-- BEGIN --

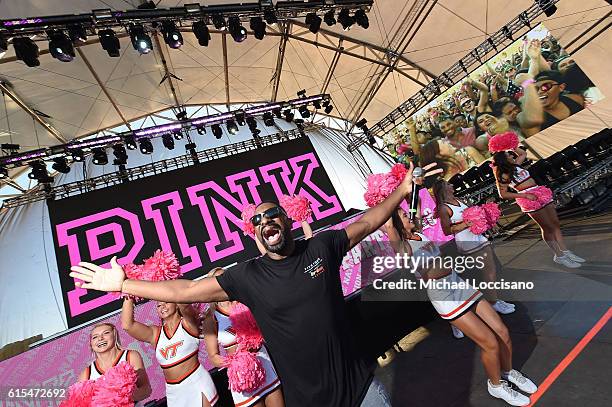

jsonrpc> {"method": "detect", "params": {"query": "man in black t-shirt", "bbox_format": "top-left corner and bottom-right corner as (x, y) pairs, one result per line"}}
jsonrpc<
(70, 164), (441, 407)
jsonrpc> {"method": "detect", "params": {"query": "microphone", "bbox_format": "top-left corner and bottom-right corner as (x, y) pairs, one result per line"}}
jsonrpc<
(408, 167), (425, 223)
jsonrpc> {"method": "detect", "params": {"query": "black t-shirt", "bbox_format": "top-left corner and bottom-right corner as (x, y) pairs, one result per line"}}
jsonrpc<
(217, 230), (372, 407)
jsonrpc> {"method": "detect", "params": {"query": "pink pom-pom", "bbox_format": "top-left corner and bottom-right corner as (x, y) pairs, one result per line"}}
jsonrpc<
(230, 303), (263, 350)
(463, 206), (488, 235)
(60, 380), (95, 407)
(279, 195), (312, 222)
(143, 250), (183, 281)
(390, 164), (408, 183)
(225, 349), (266, 392)
(480, 202), (501, 229)
(240, 204), (257, 236)
(516, 185), (552, 211)
(489, 131), (519, 153)
(395, 144), (410, 155)
(92, 362), (137, 407)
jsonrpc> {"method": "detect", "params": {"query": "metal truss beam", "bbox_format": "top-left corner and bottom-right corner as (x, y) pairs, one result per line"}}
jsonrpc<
(76, 47), (132, 130)
(0, 80), (67, 143)
(270, 21), (292, 102)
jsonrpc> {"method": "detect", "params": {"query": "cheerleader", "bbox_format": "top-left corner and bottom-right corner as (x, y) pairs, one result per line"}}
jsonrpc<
(385, 208), (538, 406)
(203, 268), (285, 407)
(121, 298), (219, 407)
(433, 179), (514, 314)
(78, 322), (151, 406)
(489, 132), (586, 268)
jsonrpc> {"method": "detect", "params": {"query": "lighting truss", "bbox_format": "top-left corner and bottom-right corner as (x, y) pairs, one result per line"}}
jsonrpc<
(0, 0), (373, 37)
(347, 0), (559, 152)
(4, 129), (306, 208)
(0, 94), (330, 168)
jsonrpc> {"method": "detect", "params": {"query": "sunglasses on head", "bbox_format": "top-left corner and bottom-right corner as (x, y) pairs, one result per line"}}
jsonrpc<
(536, 82), (558, 92)
(251, 206), (286, 226)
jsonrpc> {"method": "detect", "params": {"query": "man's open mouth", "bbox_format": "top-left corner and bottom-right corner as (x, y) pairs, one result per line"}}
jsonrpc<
(261, 225), (281, 246)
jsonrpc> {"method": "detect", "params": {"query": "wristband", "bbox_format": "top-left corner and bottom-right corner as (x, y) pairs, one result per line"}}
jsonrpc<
(521, 78), (535, 89)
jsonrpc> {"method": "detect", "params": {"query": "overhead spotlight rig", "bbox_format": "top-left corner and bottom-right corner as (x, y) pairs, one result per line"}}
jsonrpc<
(0, 94), (331, 173)
(347, 0), (559, 152)
(0, 0), (373, 66)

-- END --

Task details:
Retype every line in the rows above exactly, leaving out the pictures.

Solution to this task:
jsonrpc> {"method": "detect", "params": {"query": "man in black t-shirt", "bbox_format": "top-left corner and bottom-right corner as (x, y) pairs, one result per line"}}
jsonrpc<
(70, 164), (441, 407)
jsonrpc> {"method": "detect", "params": {"query": "microphone", "bbox_format": "top-left corner and bottom-right corner as (x, y) pairs, one result per line"}}
jsonrpc<
(408, 167), (425, 223)
jsonrpc> {"method": "detect", "params": {"query": "black t-shirt", "bbox_format": "top-left corner and bottom-right corner as (x, y) pairs, one result per line"}}
jsonrpc<
(217, 230), (372, 407)
jsonrpc> {"method": "detect", "params": {"query": "pink pom-pom", "bbox_format": "top-left corner and bottom-right corner as (x, y) pairs, one result per line"}}
jsonrpc<
(230, 303), (263, 350)
(463, 206), (488, 235)
(60, 380), (95, 407)
(279, 195), (312, 222)
(143, 250), (183, 281)
(390, 164), (408, 183)
(225, 349), (266, 392)
(480, 202), (501, 229)
(240, 204), (257, 236)
(516, 185), (552, 211)
(489, 131), (519, 153)
(395, 144), (410, 155)
(92, 362), (137, 407)
jsonrpc> {"method": "detect", "params": {"query": "metal truss beam", "bbox_format": "top-left corner and bottom-right corner as (x, y) pairs, one result per line"}}
jsonrpc<
(76, 47), (132, 130)
(0, 80), (67, 143)
(270, 21), (292, 102)
jsonrpc> {"method": "detect", "params": {"query": "cheerleader", "bbox_format": "top-left corner and bottom-right corner as (x, y) pairs, one result per line"}}
jsonrpc<
(385, 208), (538, 406)
(203, 268), (285, 407)
(121, 298), (219, 407)
(433, 179), (514, 314)
(78, 322), (151, 406)
(489, 132), (586, 268)
jsonrpc> {"method": "detect", "params": {"query": "lighting truss", "bbox_format": "top-left corner and bottom-right corner as (x, y) pairs, one result per line"}}
jsonrpc<
(0, 0), (373, 37)
(347, 0), (559, 152)
(4, 129), (306, 208)
(0, 94), (330, 168)
jsonrpc> {"method": "detect", "params": {"query": "sunglasses on head", "bbox_format": "top-left corner and bottom-right corner as (x, y) pairs, one result per line"}}
jsonrpc<
(536, 82), (558, 92)
(251, 206), (286, 226)
jsonrpc> {"method": "detect", "params": {"query": "man's open mouth", "bbox_format": "top-left corner and bottom-right corner as (x, y) pairs, one result per line"}}
jsonrpc<
(261, 225), (281, 246)
jsonrpc> {"method": "detect", "params": {"query": "wristband", "bbox_format": "top-left corner and bottom-right corner as (x, y) pairs, one result per line"}}
jsonrpc<
(521, 78), (535, 89)
jsonrpc> {"method": "detect", "params": {"query": "overhead spotlight rig", "bbox_format": "top-left corner and bottom-right corner as (x, y) pairs, one result per line"}}
jsonrpc<
(0, 94), (331, 173)
(347, 0), (559, 152)
(0, 0), (373, 66)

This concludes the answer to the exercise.